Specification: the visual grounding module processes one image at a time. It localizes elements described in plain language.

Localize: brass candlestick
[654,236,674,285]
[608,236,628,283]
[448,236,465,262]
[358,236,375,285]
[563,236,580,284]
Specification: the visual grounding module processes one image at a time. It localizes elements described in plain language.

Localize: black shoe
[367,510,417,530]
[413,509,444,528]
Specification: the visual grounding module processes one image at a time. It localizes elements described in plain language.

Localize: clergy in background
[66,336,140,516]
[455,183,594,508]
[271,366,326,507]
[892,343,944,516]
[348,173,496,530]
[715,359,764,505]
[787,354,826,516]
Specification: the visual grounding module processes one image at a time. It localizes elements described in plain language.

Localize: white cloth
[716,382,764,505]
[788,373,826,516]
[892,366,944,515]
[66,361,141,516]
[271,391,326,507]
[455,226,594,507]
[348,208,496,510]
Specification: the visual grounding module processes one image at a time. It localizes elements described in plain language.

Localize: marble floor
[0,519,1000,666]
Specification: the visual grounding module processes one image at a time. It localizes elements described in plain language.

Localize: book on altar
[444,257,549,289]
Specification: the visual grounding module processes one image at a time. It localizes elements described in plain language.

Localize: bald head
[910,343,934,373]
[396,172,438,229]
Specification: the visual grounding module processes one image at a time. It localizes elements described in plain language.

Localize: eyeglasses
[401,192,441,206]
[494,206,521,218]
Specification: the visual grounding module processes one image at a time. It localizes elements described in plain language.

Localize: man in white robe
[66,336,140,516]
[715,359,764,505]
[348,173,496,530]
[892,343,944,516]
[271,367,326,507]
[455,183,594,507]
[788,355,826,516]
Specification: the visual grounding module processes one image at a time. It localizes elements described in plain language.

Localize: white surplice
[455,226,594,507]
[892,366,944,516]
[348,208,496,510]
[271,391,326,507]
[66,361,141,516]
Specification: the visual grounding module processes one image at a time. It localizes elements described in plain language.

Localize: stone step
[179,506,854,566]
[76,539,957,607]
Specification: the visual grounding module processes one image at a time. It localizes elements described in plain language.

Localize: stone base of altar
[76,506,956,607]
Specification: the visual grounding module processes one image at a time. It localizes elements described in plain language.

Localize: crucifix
- - -
- **Task objective**
Reproduce all of the rows above word for word, from the first to the last.

- **Answer to this task**
Specification: the visual grounding module processes one image at a time. It localizes elements described in plain language.

Localize: brass candlestick
[654,236,674,285]
[608,236,628,283]
[448,236,465,262]
[358,236,375,285]
[563,236,580,284]
Specification: the visual grounding module processes one image at a time. It localizes elements described in plain language.

Localize: black shoe
[367,510,417,530]
[413,509,444,528]
Specification: the visual grounding module processes one image at a time. It localizes elements described in plain language.

Localize: clergy in background
[66,336,140,516]
[455,183,594,508]
[271,366,326,507]
[892,343,944,516]
[348,173,496,530]
[715,359,764,505]
[787,354,826,516]
Specification: the visual grounding module processes one image at a time. It localizes elements described in plain language.

Localize: white cloth
[716,382,764,505]
[788,373,826,516]
[892,366,944,515]
[66,361,141,516]
[271,391,326,507]
[455,226,594,507]
[348,208,496,510]
Specification: the visual grounding module processes one image at a time. It localizes elements described in plain language.

Localize: marble floor
[0,519,1000,666]
Specification: the visual grounding module processes one image at a time. It localizes elements described in plain language.

Localize: book on altar
[444,257,549,289]
Specification: the visual grounding module processes one image at a time. It localizes elements described in plain language.

Localize: bald head
[910,343,934,373]
[396,172,438,229]
Specification: the visual grounding module processes one image at a time. It localizes elements described in plain language.

Localize: eyeglasses
[401,192,441,206]
[494,206,521,218]
Specification: the visual grounding module processes one image at a time. It localizes elements described in plain language.

Localize: man in white robe
[66,336,140,516]
[715,359,764,505]
[348,173,496,530]
[892,343,944,516]
[271,367,326,507]
[455,183,594,507]
[788,355,826,516]
Specification: the visual grounding module processes one image at a time. It localizes elements described in plain language.

Localize: white surplice
[455,226,594,507]
[892,366,944,516]
[348,208,496,510]
[271,391,326,507]
[66,361,141,516]
Specification: the visual grounding module processes one image at a time. It localizes elements described in plain language.

Localize: stone step
[179,506,854,566]
[76,539,957,607]
Specification: the visual grounding module processes one image at a time. It localizes elements described in plain language.

Localize: stone base of altar
[76,506,956,607]
Specification: the visual grounding module processes one image at a time. It localizes elements described in plain language.

Localize: crucifix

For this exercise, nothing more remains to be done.